On Feb. 25, 2015, the European Commission set out its strategy to achieve a European Energy Union with a forward looking climate change policy ("Framework Strategy"). Reforming and reorganizing Europe's energy policy into a single energy market was outlined as a top priority by Jean-Claude Juncker, President of the Commission, in his political guidelines. The project is based on the three objectives of EU energy policy:  (i) competitiveness; (ii) security of supply; and (iii) sustainability of infrastructure. The EU is the largest energy importer in the world, importing 53% of its energy, at an annual cost of around €400 billion.

Competiveness

While the EU does currently have energy rules set at the European level, in practice, it has 28 national regulatory frameworks characterised by uncoordinated national policies, market barriers and energy-isolated areas. Indeed, the Framework Strategy notes that wholesale electricity prices for European countries are 30% higher than in the U.S., while wholesale gas prices are more than twice as high as in the U.S. 10% of the residents of the EU cannot pay their energy bills and the EU is the world's largest energy importer at a cost of over €1 billion per day.

PROVIDED INFORMATION:
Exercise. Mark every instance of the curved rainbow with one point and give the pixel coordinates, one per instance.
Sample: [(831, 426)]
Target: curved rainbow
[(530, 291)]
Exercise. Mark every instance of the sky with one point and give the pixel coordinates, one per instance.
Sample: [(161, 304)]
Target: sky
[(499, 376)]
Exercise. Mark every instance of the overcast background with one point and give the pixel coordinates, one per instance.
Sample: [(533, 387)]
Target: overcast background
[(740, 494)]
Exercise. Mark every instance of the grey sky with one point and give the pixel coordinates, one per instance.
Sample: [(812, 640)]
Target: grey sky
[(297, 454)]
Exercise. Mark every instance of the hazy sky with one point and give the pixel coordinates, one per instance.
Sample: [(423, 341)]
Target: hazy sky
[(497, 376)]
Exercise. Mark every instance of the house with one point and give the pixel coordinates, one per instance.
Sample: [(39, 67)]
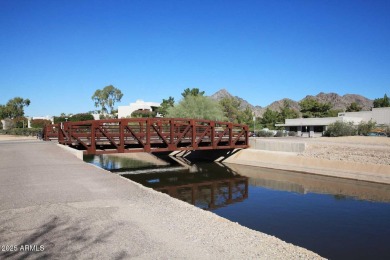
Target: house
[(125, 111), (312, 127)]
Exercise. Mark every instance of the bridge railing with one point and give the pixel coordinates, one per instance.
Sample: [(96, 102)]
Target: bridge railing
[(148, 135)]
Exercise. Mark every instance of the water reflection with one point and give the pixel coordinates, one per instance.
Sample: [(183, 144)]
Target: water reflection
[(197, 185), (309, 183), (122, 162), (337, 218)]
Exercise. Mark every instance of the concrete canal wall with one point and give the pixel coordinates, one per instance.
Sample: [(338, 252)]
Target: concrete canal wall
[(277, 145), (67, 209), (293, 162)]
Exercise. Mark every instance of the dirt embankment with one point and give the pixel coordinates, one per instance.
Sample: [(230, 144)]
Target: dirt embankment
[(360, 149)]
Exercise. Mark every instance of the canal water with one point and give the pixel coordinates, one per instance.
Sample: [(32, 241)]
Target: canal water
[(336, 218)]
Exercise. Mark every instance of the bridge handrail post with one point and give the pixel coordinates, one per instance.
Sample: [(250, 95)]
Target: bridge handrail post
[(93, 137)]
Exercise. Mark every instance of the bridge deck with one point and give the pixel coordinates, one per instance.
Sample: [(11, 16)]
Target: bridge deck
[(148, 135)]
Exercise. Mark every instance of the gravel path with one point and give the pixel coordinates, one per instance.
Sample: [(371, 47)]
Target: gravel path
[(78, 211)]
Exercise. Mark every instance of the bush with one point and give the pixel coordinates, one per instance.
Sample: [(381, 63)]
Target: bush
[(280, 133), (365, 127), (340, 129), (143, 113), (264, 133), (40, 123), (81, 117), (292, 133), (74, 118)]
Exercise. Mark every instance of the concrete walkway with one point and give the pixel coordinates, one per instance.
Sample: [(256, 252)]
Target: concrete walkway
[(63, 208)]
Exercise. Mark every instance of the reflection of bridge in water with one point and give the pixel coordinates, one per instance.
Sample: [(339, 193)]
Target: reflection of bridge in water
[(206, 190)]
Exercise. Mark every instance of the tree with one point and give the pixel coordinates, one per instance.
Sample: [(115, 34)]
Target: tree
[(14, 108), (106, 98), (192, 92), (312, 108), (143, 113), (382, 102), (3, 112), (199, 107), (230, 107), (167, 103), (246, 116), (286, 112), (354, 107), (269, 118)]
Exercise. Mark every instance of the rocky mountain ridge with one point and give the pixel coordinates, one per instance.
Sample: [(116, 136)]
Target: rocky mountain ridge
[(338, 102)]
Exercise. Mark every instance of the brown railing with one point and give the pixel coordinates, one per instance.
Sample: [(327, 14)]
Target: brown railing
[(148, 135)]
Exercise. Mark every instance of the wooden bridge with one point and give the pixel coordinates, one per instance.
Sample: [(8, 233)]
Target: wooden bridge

EXERCISE DETAILS:
Answer these questions from the Energy Union text:
(a) On what date did the European Commission set out its Energy Union strategy?
(b) How many national regulatory frameworks does the EU have?
(c) What percentage of EU residents cannot pay their energy bills?
The rows were taken from a different source than the text.

RESULT OF THIS EXERCISE:
(a) Feb. 25, 2015
(b) 28
(c) 10%